WHAT THE EXERCISE ASKS: Set down each record below precisely, skipping the pictures.

AVAILABLE DATA:
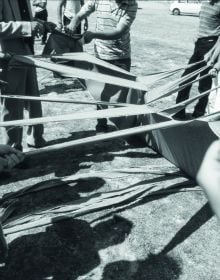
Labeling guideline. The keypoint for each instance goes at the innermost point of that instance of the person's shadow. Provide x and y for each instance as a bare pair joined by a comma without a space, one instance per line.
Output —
66,250
155,267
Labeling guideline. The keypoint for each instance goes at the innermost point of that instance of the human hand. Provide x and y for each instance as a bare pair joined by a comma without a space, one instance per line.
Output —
208,176
88,36
86,24
37,28
9,157
50,26
213,72
59,26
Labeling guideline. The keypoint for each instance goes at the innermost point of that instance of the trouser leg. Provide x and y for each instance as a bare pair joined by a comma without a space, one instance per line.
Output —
13,109
34,132
124,64
43,15
204,84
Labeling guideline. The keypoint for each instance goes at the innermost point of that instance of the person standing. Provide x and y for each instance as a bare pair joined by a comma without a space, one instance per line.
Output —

RESULT OF THIS EXERCISE:
Labeling guideline. The keypoint for each instance goes at the innermost point of that instance of the person's shadow. Provide x and y for each instance as a bare pair joined by a comma without a space, one instance per line.
Output —
66,250
155,267
Labeling guideline. The keypoint for each instance goes at the innermost point of that instance of the human hand. Provide x and y for each instance as a bare pair joined by a comma without a space, one instance per line.
Output —
208,176
88,36
86,24
37,28
9,157
50,26
213,72
59,26
Labeling guideline. The keypoint for each instance goes at the innermost point of that instance of the trouser leg. Provide x and y for each instance as a bare pair joined by a comma without a space, one instance per line.
Output —
13,109
34,132
124,64
43,15
204,84
Labeling guideline. The keypoint for each instance goes at the innermost point of that instance of the person standing. Provide x and y for each instance as a bare pair joined by a comma without a space, one instance per line.
Output —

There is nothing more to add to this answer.